**Required action:**
Write out again, exactly as they stand, the line that includes "Every instance of the goal" and all remaining lines of the entries.

**Records for processing:**
Content starts

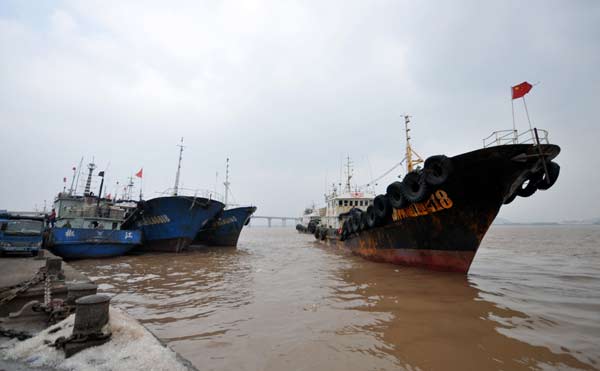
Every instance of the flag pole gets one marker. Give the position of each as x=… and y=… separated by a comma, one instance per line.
x=527, y=113
x=141, y=185
x=512, y=104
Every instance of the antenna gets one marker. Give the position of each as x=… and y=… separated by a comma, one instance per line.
x=226, y=184
x=176, y=187
x=410, y=163
x=88, y=183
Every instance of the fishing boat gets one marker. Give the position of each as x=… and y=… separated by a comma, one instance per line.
x=89, y=226
x=437, y=215
x=226, y=227
x=170, y=223
x=310, y=220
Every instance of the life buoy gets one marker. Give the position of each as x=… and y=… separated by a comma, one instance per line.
x=395, y=194
x=355, y=221
x=529, y=185
x=511, y=198
x=437, y=169
x=553, y=172
x=414, y=187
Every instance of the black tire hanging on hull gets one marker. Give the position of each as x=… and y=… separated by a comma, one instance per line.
x=395, y=194
x=414, y=187
x=437, y=169
x=382, y=209
x=370, y=216
x=553, y=172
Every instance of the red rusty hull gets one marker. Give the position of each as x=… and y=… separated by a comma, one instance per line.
x=166, y=245
x=440, y=260
x=444, y=231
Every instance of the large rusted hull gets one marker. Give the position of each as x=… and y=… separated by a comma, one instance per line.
x=444, y=231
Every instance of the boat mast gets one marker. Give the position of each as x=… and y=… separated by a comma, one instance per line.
x=410, y=163
x=74, y=190
x=348, y=174
x=226, y=184
x=88, y=183
x=176, y=187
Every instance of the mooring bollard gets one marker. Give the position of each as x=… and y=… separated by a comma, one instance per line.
x=53, y=266
x=91, y=314
x=89, y=329
x=79, y=290
x=41, y=255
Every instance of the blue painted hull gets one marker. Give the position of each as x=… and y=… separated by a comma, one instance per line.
x=225, y=230
x=82, y=243
x=171, y=223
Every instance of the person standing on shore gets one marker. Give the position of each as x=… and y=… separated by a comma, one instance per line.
x=52, y=218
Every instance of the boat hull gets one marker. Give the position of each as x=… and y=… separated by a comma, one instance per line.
x=225, y=230
x=81, y=243
x=169, y=224
x=444, y=231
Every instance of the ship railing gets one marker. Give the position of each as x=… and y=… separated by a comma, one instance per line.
x=92, y=213
x=194, y=192
x=504, y=137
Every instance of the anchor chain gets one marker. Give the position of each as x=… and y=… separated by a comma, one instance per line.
x=19, y=335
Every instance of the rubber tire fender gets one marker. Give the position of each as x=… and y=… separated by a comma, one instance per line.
x=437, y=169
x=370, y=217
x=363, y=221
x=553, y=172
x=348, y=227
x=355, y=222
x=395, y=194
x=382, y=208
x=414, y=187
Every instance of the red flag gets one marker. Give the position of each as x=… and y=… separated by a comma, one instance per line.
x=520, y=90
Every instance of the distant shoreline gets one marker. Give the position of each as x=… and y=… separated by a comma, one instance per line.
x=545, y=224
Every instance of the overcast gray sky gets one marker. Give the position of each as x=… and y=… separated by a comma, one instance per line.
x=286, y=88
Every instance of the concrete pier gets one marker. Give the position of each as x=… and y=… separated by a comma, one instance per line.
x=132, y=346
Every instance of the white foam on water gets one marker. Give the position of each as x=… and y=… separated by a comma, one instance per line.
x=131, y=347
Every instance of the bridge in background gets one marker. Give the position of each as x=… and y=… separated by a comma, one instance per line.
x=283, y=219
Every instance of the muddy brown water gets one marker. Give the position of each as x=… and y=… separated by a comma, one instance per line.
x=281, y=301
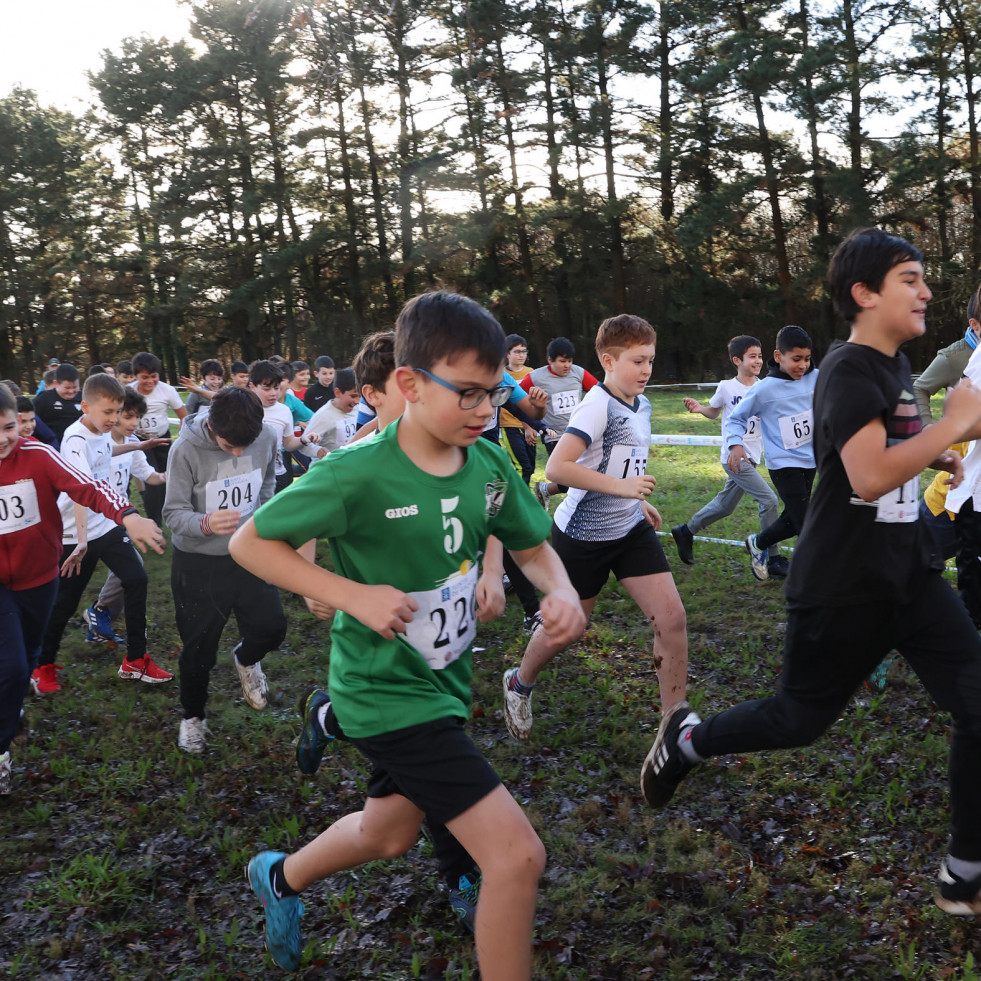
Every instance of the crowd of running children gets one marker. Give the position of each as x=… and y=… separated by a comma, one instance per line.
x=427, y=402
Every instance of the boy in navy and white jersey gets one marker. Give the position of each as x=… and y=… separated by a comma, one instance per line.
x=605, y=524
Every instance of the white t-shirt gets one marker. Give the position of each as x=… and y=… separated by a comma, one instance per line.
x=728, y=395
x=154, y=421
x=127, y=464
x=281, y=419
x=92, y=454
x=335, y=428
x=618, y=439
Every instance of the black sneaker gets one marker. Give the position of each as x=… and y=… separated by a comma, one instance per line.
x=778, y=567
x=685, y=540
x=665, y=766
x=313, y=739
x=958, y=896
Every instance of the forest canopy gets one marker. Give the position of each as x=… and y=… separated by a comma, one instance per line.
x=285, y=178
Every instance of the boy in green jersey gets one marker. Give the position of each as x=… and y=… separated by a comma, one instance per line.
x=406, y=550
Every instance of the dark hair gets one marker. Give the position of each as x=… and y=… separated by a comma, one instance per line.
x=974, y=305
x=263, y=371
x=865, y=257
x=235, y=414
x=560, y=347
x=440, y=325
x=144, y=361
x=792, y=336
x=616, y=334
x=133, y=401
x=102, y=386
x=375, y=362
x=739, y=345
x=344, y=380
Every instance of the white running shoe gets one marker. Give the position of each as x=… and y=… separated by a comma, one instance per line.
x=517, y=709
x=254, y=686
x=193, y=736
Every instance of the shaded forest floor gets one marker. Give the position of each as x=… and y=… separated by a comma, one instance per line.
x=122, y=857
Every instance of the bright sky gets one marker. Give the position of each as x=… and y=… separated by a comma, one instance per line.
x=48, y=45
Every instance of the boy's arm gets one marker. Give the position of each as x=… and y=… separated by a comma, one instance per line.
x=562, y=615
x=73, y=563
x=709, y=411
x=874, y=468
x=563, y=469
x=384, y=609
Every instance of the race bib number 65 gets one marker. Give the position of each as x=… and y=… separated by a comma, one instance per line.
x=445, y=624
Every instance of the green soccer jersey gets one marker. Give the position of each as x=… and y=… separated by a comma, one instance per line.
x=388, y=522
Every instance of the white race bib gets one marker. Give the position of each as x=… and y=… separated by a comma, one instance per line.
x=344, y=430
x=239, y=493
x=797, y=430
x=627, y=461
x=564, y=402
x=18, y=507
x=900, y=506
x=445, y=624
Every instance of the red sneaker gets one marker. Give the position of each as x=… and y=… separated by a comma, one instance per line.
x=44, y=680
x=143, y=669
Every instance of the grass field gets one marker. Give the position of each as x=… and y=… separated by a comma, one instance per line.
x=121, y=857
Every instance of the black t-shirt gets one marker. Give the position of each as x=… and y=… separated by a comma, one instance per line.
x=317, y=395
x=57, y=412
x=850, y=551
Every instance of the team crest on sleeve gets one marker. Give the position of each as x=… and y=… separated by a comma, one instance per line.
x=494, y=493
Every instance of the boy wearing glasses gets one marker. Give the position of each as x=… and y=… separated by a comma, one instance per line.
x=400, y=666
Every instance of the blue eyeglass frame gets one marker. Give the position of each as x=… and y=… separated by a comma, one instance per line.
x=497, y=395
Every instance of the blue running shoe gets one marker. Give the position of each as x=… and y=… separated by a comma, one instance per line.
x=313, y=739
x=463, y=899
x=99, y=622
x=283, y=939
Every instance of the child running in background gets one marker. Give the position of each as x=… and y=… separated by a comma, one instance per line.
x=107, y=607
x=865, y=578
x=89, y=538
x=32, y=475
x=606, y=524
x=746, y=353
x=564, y=383
x=221, y=469
x=401, y=639
x=783, y=404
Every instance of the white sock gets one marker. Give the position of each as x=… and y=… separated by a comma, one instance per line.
x=684, y=739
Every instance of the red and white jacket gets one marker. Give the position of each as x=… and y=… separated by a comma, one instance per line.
x=31, y=478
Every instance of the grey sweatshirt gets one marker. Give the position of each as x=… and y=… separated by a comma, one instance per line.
x=203, y=478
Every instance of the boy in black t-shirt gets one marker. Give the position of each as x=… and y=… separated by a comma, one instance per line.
x=865, y=576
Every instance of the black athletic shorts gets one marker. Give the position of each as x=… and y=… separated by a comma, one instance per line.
x=589, y=564
x=434, y=764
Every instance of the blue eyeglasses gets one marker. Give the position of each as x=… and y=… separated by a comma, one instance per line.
x=470, y=398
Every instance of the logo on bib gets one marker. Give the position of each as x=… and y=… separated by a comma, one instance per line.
x=494, y=493
x=405, y=512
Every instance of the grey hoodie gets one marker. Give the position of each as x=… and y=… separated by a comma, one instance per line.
x=203, y=478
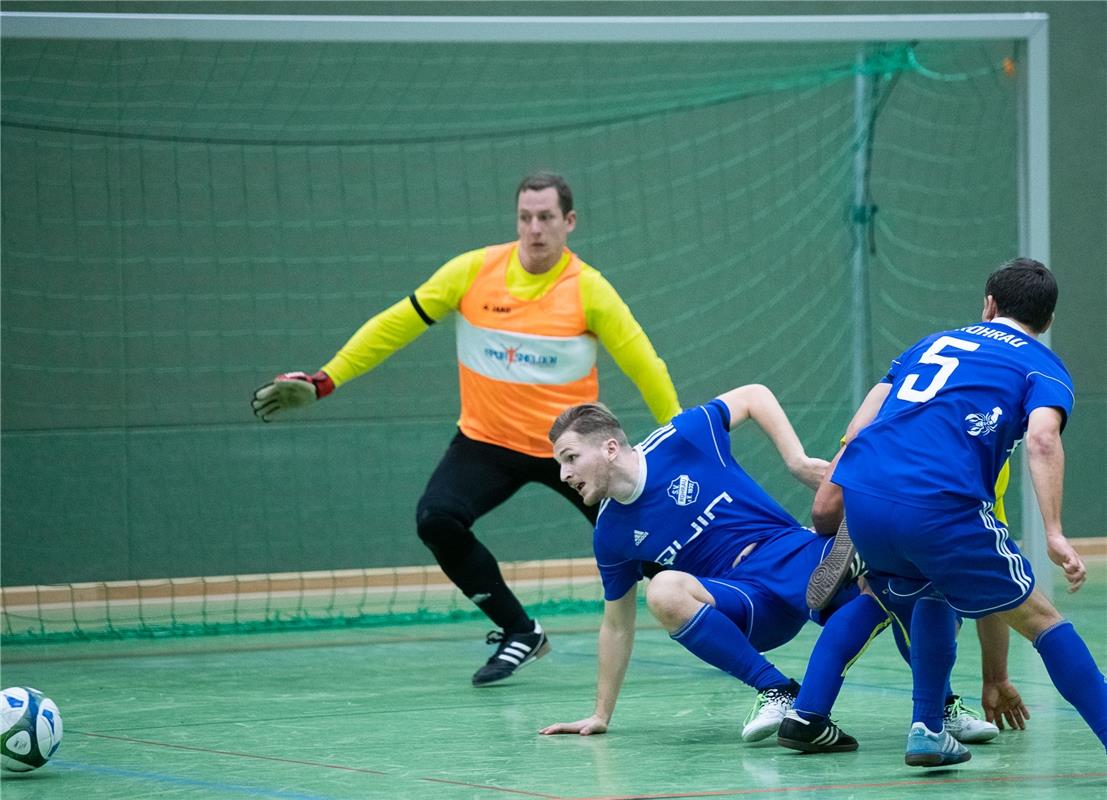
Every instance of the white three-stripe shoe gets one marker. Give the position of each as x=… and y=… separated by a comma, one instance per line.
x=515, y=651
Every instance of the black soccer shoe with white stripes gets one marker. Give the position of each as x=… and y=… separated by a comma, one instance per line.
x=840, y=565
x=515, y=651
x=819, y=735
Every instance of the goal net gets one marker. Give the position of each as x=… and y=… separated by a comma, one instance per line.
x=185, y=216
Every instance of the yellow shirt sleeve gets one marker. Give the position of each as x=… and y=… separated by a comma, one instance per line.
x=402, y=323
x=608, y=317
x=1001, y=489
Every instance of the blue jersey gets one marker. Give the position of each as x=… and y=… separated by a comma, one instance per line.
x=959, y=405
x=694, y=508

Content ends

**Response to the exercise:**
Every instance of the goal net gets one marker. Give the position of each as x=… and y=… separated by a comma, one instance per line.
x=185, y=216
Every instance of the yellow shirt sleeve gets one marker. Give the position of each as x=… and y=… separated by a comma, one instance per line.
x=402, y=323
x=608, y=317
x=1001, y=489
Every instance of the blue jersey gets one marker. Give the position of each as x=… and y=… separated by a comma, one instance per line.
x=959, y=405
x=694, y=508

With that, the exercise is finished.